> **Brief**
Copy each of the following items line for line, without changing a single character.

> **Data to examine**
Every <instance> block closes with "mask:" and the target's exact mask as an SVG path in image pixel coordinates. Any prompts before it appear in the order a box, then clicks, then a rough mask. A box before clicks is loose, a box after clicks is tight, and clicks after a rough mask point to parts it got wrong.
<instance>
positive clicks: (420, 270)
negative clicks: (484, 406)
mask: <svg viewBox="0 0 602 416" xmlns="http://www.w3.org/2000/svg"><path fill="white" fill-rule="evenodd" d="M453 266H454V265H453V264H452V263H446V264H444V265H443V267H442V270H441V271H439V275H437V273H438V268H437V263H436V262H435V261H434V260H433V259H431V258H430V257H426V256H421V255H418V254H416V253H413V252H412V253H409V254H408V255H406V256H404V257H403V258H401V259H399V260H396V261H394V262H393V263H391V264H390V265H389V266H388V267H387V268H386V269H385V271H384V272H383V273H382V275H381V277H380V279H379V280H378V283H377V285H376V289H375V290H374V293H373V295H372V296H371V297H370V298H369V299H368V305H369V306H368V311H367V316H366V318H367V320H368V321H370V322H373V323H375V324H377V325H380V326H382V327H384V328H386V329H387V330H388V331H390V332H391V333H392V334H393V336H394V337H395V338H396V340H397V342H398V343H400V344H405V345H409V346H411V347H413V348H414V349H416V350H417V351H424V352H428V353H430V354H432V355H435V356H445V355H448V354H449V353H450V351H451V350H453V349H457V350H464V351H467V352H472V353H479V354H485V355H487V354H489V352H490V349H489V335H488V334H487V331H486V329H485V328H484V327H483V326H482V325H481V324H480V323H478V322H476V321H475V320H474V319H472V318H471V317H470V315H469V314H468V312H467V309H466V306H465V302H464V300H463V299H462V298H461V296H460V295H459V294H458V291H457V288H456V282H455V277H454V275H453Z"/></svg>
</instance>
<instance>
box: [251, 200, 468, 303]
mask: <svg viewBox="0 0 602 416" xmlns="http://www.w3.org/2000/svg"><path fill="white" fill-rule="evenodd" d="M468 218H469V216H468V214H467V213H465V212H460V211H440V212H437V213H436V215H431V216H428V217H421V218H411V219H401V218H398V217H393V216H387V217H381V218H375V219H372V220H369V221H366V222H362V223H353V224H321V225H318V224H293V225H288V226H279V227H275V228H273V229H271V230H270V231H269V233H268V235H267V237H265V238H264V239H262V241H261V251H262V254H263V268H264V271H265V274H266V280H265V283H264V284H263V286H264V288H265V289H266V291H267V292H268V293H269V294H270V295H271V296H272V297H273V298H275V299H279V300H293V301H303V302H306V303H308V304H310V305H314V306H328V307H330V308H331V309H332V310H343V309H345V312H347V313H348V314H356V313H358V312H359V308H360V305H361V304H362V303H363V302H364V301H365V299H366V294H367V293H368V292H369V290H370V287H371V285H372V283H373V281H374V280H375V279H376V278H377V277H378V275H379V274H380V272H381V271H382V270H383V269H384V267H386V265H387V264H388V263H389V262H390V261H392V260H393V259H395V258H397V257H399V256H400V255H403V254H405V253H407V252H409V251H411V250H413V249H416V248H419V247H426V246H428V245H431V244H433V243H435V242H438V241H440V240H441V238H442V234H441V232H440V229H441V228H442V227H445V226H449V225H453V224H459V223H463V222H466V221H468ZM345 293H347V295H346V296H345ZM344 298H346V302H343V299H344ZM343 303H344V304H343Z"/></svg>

> **Solution for this problem**
Every <instance> block closes with "mask:" and the target's exact mask as an SVG path in image pixel coordinates. Any prompts before it appear in the order a box, then clicks, then a rough mask. A box before clicks is loose, a box after clicks is tight, and clicks after a rough mask point to parts it got wrong.
<instance>
positive clicks: (420, 270)
negative clicks: (484, 406)
mask: <svg viewBox="0 0 602 416" xmlns="http://www.w3.org/2000/svg"><path fill="white" fill-rule="evenodd" d="M453 266H454V265H453V264H452V263H446V264H444V265H443V267H442V270H441V271H439V275H437V273H438V268H437V263H436V262H435V261H434V260H433V259H431V258H430V257H426V256H421V255H418V254H416V253H413V252H412V253H409V254H408V255H406V256H404V257H403V258H401V259H399V260H396V261H394V262H393V263H391V264H390V265H389V266H388V267H387V268H386V269H385V271H384V272H383V273H382V275H381V277H380V279H379V280H378V283H377V285H376V289H375V290H374V293H373V295H372V296H371V297H370V298H369V299H368V305H369V306H368V311H367V316H366V318H367V320H368V321H370V322H373V323H375V324H377V325H380V326H382V327H384V328H386V329H387V330H388V331H390V332H391V333H392V334H393V336H394V337H395V338H396V340H397V342H398V343H400V344H405V345H409V346H411V347H413V348H414V349H416V350H417V351H424V352H428V353H430V354H432V355H435V356H445V355H448V354H449V353H450V351H451V350H453V349H457V350H464V351H467V352H472V353H479V354H485V355H487V354H489V352H490V349H489V335H488V334H487V331H486V329H485V328H484V327H483V326H482V325H481V324H480V323H478V322H476V321H475V320H474V319H472V318H471V317H470V315H469V314H468V312H467V309H466V306H465V302H464V300H463V299H462V298H461V296H460V295H459V294H458V291H457V288H456V282H455V277H454V275H453Z"/></svg>
</instance>
<instance>
box: [251, 200, 468, 303]
mask: <svg viewBox="0 0 602 416" xmlns="http://www.w3.org/2000/svg"><path fill="white" fill-rule="evenodd" d="M468 218H469V216H468V214H467V213H465V212H460V211H440V212H437V213H436V215H431V216H428V217H421V218H411V219H401V218H398V217H393V216H387V217H381V218H375V219H372V220H369V221H366V222H362V223H353V224H321V225H318V224H293V225H288V226H279V227H275V228H273V229H271V230H270V231H269V233H268V235H267V237H265V238H264V239H262V241H261V251H262V254H263V268H264V271H265V274H266V280H265V283H264V284H263V286H264V288H265V289H266V291H267V292H268V293H269V294H270V295H271V296H272V297H273V298H275V299H279V300H293V301H303V302H306V303H308V304H310V305H314V306H328V307H330V308H331V309H332V310H343V309H345V312H347V313H348V314H356V313H358V312H359V308H360V305H361V304H362V303H363V302H364V301H365V299H366V294H367V293H368V292H369V290H370V287H371V285H372V283H373V281H374V280H375V279H376V278H377V277H378V275H379V274H380V272H381V271H382V270H383V269H384V267H386V265H387V264H388V263H389V262H390V261H392V260H393V259H395V258H397V257H399V256H400V255H403V254H405V253H407V252H409V251H411V250H413V249H416V248H419V247H426V246H428V245H431V244H433V243H435V242H438V241H440V240H441V238H442V234H441V232H440V229H441V228H442V227H445V226H449V225H453V224H459V223H463V222H466V221H468ZM345 293H347V295H346V296H345ZM344 298H346V302H343V299H344ZM343 303H344V304H343Z"/></svg>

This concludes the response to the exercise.